### ARTIKEL
───

- GENERATIE IX -



- Politiek leefde deze generatie ten tijde van koning Willem III

- Cultureel was zij tijdgenoot o.a. de schrijver Eduard Douwes dekker alias Multatuli

- Economisch kwam sind 1870 het moderne industriekapitalisme op, wat onder meer leidde tot crisisverschijnselen in het traditionele handwerk.



Snel naar: Jan Koop - Teunis Koop - Jacob Koop



- Tak B -


IX.B.a. JAN KOOP

Landman, dagloner en manufacturenkoopman te Hoog en Laag Zwaagdijk, vanaf 1864 koopman en winkelier in manufacturen te Medemblik en tenslotte tapper aldaar (lees meer).

Zoon van Jacob Koop en Trijntje Lansman
Geboren te Hoog en Laag Zwaagdijk op 20 september 1823
Overleden te Medemblik op 6 april 1889 (65 jr.)

Gehuwd te Medemblik op 29 april 1849 met:
Trijntje Ravensteijn
Koffiehuishoudster te Medemblik
Dochter van Arien Ravensteijn en Aagje Jans Visser
Geboren te Medemblik op 2 december 1827
Overleden aldaar op 26 januari 1918 (90 jr.)
Begraven aldaar op 29 januari op het RK-kerkhof.

Kinderen uit dit huwelijk:

1. Agatha (Aagje)
Geboren te Zwaag op 1 februari 1850
Overleden te Hoorn op 27 april 1887 (37 jr.)
Gehuwd te Medemblik op 2 februari 1873 met:
Lourens Johannes Zweet
Broodbakker te Hoorn en te Amsterdam en in 1889 geëmigreerd naar Zuid-Amerika (lees meer)
Zoon van Jan Zweet en Trijntje Pronk
Geboren te Berkhout op 25 juli 1851
Overleden in Brazilië in augustus 1930 (79 jr.)
Uit dit huwelijk: 4 zonen en 1 dochter

2. Catharina (Trijntje)
Geboren te Zwaag op 6 april 1852
Overleden te Medemblik op 22 februari 1896 (43 jr.)
Begraven op 26 februari op het RK-kerkhof aldaar
Gehuwd te Medemblik op 5 augustus 1877 met:
Jan de Boer
Schipper te Medemblik
Zoon van schipper Jan de Boer en Jantje Rood
Geboren te Opmeer op 24 april 1845
Overleden te Medemblik op 7 mei 1902 (57 jr.)
Uit dit huwelijk:

3. Jacob
Geboren te Zwaag op 31 juli 1854 (Zie X.B.a.)

4. Adrianus
Geboren te Zwaag op 3 januari 1857
Overleden te Medemblik op 9 april 1871 (14 jr.)

5. Elisabeth
Geboren te Zwaag op 7 augustus 1859
Overleden te Medemblik op 20 maart 1871 (11 jr.)

6. Maria
Geboren te Zwaag op 29 december 1861
Overleden te Medemblik op 16 september 1888 (26 jr.)

───

### VERSTREKTE GEGEVENS
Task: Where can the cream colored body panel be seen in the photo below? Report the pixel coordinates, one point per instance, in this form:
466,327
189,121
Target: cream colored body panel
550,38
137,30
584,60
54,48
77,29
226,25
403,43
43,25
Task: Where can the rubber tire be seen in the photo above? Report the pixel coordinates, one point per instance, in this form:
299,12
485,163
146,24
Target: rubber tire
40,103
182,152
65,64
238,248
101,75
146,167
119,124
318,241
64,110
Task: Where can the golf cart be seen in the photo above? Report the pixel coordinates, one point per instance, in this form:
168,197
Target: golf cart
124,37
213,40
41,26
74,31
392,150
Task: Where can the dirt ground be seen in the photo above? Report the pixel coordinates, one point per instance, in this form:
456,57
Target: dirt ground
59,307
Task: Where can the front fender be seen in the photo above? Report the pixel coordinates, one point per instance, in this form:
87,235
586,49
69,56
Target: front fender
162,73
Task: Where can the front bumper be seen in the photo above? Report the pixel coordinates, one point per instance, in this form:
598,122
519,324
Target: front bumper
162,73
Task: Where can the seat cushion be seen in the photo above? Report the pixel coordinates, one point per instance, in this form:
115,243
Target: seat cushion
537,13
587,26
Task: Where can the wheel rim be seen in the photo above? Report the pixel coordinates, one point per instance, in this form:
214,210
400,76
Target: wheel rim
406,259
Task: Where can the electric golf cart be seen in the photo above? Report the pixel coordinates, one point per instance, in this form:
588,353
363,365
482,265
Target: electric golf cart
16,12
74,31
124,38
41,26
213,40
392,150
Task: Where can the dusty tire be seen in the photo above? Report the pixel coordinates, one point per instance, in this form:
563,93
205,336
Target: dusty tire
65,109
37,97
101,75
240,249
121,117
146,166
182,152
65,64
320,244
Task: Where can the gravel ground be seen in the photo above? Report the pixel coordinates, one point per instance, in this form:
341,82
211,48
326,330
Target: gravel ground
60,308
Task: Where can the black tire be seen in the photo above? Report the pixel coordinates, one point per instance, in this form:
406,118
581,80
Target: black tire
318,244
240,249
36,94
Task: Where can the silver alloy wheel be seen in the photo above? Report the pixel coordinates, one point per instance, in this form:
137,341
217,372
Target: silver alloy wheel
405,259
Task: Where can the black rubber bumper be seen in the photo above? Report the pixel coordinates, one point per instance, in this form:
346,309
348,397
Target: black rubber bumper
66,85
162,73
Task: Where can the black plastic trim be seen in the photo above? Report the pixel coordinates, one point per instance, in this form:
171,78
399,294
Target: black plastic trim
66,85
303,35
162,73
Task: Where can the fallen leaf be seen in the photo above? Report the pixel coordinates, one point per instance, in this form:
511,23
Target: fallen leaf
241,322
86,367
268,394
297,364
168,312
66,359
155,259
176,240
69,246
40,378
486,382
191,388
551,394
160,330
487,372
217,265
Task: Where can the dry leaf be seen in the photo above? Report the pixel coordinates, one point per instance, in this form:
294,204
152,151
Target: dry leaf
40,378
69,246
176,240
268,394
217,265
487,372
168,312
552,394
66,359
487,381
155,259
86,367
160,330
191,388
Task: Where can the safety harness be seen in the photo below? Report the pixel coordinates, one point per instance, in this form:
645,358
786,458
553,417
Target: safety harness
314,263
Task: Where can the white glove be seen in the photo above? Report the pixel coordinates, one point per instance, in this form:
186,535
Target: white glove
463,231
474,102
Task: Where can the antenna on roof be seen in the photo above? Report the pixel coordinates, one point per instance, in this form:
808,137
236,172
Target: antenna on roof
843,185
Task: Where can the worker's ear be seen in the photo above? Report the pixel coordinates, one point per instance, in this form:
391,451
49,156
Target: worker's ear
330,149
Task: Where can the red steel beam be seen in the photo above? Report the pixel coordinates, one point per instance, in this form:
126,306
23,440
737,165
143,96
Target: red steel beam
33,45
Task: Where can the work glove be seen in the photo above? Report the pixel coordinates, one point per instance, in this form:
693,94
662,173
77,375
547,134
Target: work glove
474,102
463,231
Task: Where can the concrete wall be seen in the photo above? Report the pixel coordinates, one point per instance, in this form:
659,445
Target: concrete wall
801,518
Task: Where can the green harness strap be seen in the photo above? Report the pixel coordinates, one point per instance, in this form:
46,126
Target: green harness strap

───

### TAAKVEREISTEN
**1.** Beantwoord de volgende vragen aan de hand van de genealogie:
(a) Op welke datum trouwde Jan Koop met Trijntje Ravensteijn?
(b) Welk beroep oefende Jan de Boer uit?
(c) In welke plaats werd Lourens Johannes Zweet geboren?
**2.** Kopieer uit de genealogie letterlijk het gedeelte dat begint met "Gehuwd te Medemblik op 2 februari" en doorloopt tot en met "2. Catharina (Trijntje)".
Baseer u uitsluitend op de genealogie.

### LIJST OPLOSSINGEN
**1.**
(a) Op 29 april 1849.
(b) Hij was schipper te Medemblik.
(c) In Berkhout.

**2.**
Gehuwd te Medemblik op 2 februari 1873 met:
Lourens Johannes Zweet
Broodbakker te Hoorn en te Amsterdam en in 1889 geëmigreerd naar Zuid-Amerika (lees meer)
Zoon van Jan Zweet en Trijntje Pronk
Geboren te Berkhout op 25 juli 1851
Overleden in Brazilië in augustus 1930 (79 jr.)
Uit dit huwelijk: 4 zonen en 1 dochter

2. Catharina (Trijntje)